_Stated problem_
Write the next part of the passage on William Paxton and his Middleton Hall estate, picking up after its final sentence.

_Selected extract_
Like many at the time, he made his fortune in India and returned to Britain immensely rich and determined to become a landed gentleman.
In 1789 he purchased Middleton Hall, replacing it with a brand new and much grander mansion. It even had water closets, with water fed from a rooftop cistern, fed in turn by a small reservoir built in the side of a neighbouring hill. Rural Carmarthenshire had never seen the like.
Paxton totally transformed the surrounding parkland. A three acre double-walled garden was built, the double walls of stone and brick creating a milder microclimate, which extended the growing season for vegetables and fruit. Within the garden he built a large greenhouse with underfloor heating which allowed peaches and other more exotic fruit to be grown.
He developed woodland and a complex necklace of lakes, dams, and waterfalls, and when he discovered the healing properties of the water, piped it into his mansion as well as building a public bathhouse outside the estate for local people. People flocked to sample the healing waters to the great benefit of the immediate community.
The entire neighbourhood benefited from William Paxton, (now a sir). He founded a charity school at Llanarthne, leased land for the building of the Bethlehem Baptist Chapel, and subscribed the then substantial sum of £1000 for a canal as well as improving Kidwelly Harbour.

_Listing_
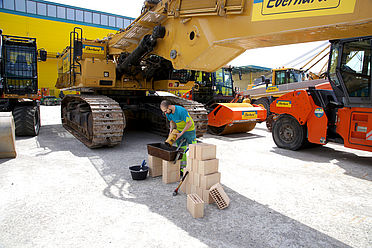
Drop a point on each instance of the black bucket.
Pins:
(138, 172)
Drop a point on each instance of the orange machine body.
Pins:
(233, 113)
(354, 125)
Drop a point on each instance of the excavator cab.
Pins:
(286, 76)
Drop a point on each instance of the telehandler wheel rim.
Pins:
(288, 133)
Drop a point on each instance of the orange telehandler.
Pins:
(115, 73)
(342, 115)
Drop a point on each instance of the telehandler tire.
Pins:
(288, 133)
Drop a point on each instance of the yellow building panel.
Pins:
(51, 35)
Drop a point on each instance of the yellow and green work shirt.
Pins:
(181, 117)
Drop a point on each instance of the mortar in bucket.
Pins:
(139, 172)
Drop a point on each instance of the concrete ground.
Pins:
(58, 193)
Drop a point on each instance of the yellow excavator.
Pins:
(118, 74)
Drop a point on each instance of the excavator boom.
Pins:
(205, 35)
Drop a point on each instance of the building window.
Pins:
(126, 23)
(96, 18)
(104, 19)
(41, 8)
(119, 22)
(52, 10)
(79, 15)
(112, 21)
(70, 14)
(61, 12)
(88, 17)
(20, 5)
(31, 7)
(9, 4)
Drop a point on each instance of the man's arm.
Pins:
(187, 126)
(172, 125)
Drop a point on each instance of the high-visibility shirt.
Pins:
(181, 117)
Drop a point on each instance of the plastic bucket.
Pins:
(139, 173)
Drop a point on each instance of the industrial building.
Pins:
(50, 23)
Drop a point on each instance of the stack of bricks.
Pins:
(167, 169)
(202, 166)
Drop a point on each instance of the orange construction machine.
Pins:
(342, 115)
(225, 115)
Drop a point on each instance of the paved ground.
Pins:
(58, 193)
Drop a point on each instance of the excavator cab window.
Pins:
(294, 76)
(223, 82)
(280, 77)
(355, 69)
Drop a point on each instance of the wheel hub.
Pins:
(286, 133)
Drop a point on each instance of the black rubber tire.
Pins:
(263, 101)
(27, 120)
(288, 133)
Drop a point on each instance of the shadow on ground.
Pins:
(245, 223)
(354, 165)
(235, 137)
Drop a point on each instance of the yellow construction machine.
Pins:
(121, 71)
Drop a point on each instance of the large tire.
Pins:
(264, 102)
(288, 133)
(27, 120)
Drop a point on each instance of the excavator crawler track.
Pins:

_The reply_
His greatest contribution to the area was perhaps the regeneration of the then run down town of Tenby. Recognising the growing demand for the sea-side holiday when much of Europe was being trampled by the Napoleonic wars, Paxton developed a prestigious bathhouse in Tenby which attracted a steady influx of visitors. He built lodging houses for the new ‘tourists,’ provided fresh drinking water, widened streets, built new roads and a brand-new theatre for the town. Similarly, he improved the water supply for the county town of Carmarthen, replacing leaky wooden pipes with new iron pipes.
And his relevance today? The Middleton Hall estate along with his pioneering work in agriculture and landscaping provided the basis for today’s prestigious National Botanical Garden of Wales.
Not bad for a boy who went to sea at the age of twelve.